++++ Text passage ++++

IN THE SUPREME COURT OF THE STATE OF MONTANA


October 22, 2012

IN RE THE MARRIAGE OF: MICHAEL SWARTZ, PETITIONER AND APPELLEE, AND CHARLENE BOLTON, RESPONDENT AND APPELLANT.

APPEAL FROM: District Court of the Fourteenth Judicial District, In and For the County of Meagher, Cause No. DR 09-03 Honorable Randal I. Spaulding, Presiding Judge

The opinion of the court was delivered by: Chief Justice Mike McGrath

Submitted on Briefs: September 12, 2012

Decided: October 22, 2012

Filed:

Clerk

Chief Justice Mike McGrath delivered the Opinion of the Court.

¶1 Pursuant to Section I, Paragraph 3(d)(v), Montana Supreme Court Internal Operating Rules, this case is decided by memorandum opinion and shall not be cited and does not serve as precedent. Its case title, cause number, and disposition shall be included in this Court's quarterly list of noncitable cases published in the Pacific Reporter and Montana Reports.

++++

What to work on:
1) According to the court opinion, on what date was the case submitted on briefs?
2) Print everything in the court opinion from "Chief Justice Mike McGrath delivered" down to "and Montana Reports.".

++++ Data supplied ++++

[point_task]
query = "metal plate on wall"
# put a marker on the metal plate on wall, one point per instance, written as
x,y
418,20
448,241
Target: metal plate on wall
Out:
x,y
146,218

++++

Solutions:
1) September 12, 2012

2)
Chief Justice Mike McGrath delivered the Opinion of the Court.

¶1 Pursuant to Section I, Paragraph 3(d)(v), Montana Supreme Court Internal Operating Rules, this case is decided by memorandum opinion and shall not be cited and does not serve as precedent. Its case title, cause number, and disposition shall be included in this Court's quarterly list of noncitable cases published in the Pacific Reporter and Montana Reports.